**TASKS TO PERFORM**
a: Translate into Spanish this sentence from the article below on the Humana mailing: "Humana is cooperating with CMS on resolving concerns about the enrollee mailing, says Tom Noland, a Humana spokesman."
b: Write the next few sentences of the article below on the CMS order to Humana, picking up after its last sentence.

**STUDY TEXT**
The Centers for Medicare and Medicaid Services has told Humana Inc. to stop mailing subscribers a letter suggesting that health care reform legislation could cause them to lose Medicare Advantage benefits and services.
The Humana letter warns that enrollees could lose Medicare Advantage plan access, “ultimately urging them ‘to contact congressional representatives to protest actions referenced in the letter,’” Teresa DeCaro, acting director of the CMS’ Medicare Drug and Health Plan Contract Administration Group, writes in a letter sent Friday to Gail Miller, a vice president at Humana, Louisville, Ky.
CMS is concerned that, “among other things, this information is misleading and confusing to beneficiaries, represents information to beneficiaries as official communications about the Medicare Advantage program, and is potentially contrary to federal regulations and guidance for the Medicare Advantage and Part D programs under Medicare and other federal laws,” DeCaro writes.
“As we continue our research into this issue, we are instructing you to end immediately all such mailings to beneficiaries and to remove any related materials directed to Medicare enrollees from your website,” DeCaro writes.
Humana is cooperating with CMS on resolving concerns about the enrollee mailing, says Tom Noland, a Humana spokesman.
DeCaro sent the letter to Humana in response to a request from Senate Finance Committee Chairman Max Baucus, D-Mont. who has accused Humana of misrepresenting the Medicare Advantage provisions in his America’s Healthy Future Act proposal.
The Senate Finance Committee is set to begin marking up an AHFA bill Tuesday.
The AHFA proposal could cut the total amount of funding set to go to the Medicare Advantage program by about $123 billion over the next 10 years, according to a Congressional Budget Office estimate released Wednesday.
Other proposals circulating in Congress could cut the Medicare Advantage budget allocation by about $175 billion over 10 years.

**EXCERPTED DATA**

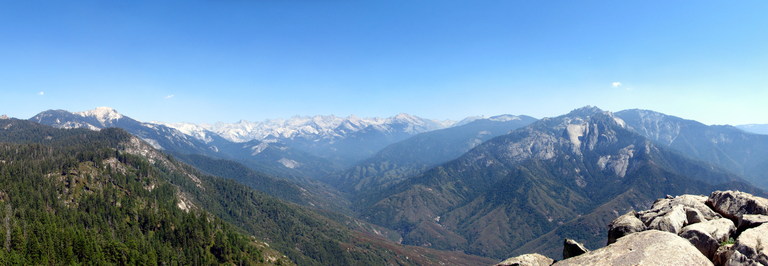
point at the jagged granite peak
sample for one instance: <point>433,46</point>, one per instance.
<point>725,146</point>
<point>755,128</point>
<point>535,180</point>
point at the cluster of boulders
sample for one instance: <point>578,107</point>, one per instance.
<point>726,228</point>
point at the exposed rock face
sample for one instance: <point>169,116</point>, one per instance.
<point>672,214</point>
<point>685,230</point>
<point>751,247</point>
<point>748,221</point>
<point>650,247</point>
<point>707,236</point>
<point>624,225</point>
<point>734,204</point>
<point>571,248</point>
<point>527,260</point>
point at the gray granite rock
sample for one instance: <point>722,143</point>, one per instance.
<point>734,204</point>
<point>672,214</point>
<point>571,248</point>
<point>753,245</point>
<point>707,236</point>
<point>651,247</point>
<point>624,225</point>
<point>748,221</point>
<point>532,259</point>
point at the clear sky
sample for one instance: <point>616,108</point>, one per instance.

**RESPONSES**
a: Humana está cooperando con los CMS para resolver las inquietudes sobre el envío postal a los afiliados, dice Tom Noland, portavoz de Humana.

b:
Advocates of the cuts want to use the money to help pay for health coverage for Americans who are now uninsured.
Baucus said today that he has asked CMS to “condemn” insurance industry “scare tactics,” Baucus said the health reform legislation he introduced “will include significant improvements to the Medicare program that will benefit seniors.”
It is “wholly unacceptable for insurance companies to mislead seniors regarding any subject – particularly on a subject as important to them, and to the nation, as health care reform,” Baucus said.
The “false claims” in the Humana letter to beneficiaries include the allegation that seniors could lose Medicare Advantage program benefits, Baucus said.
Baucus said his legislation does not include cuts to Medicare benefits and would, instead, “improve the value of Medicare Advantage by reforming payments so that they appropriately reimburse insurers for their costs and promote plans that offer high quality, efficient health care for seniors.”
He also noted that that the independent Medicare Payment Advisory Commission has found that even after controlling for the cost of delivering benefits, of marketing, and of profits, Medicare Advantage plans get 14% more, on average, than the traditional Medicare program.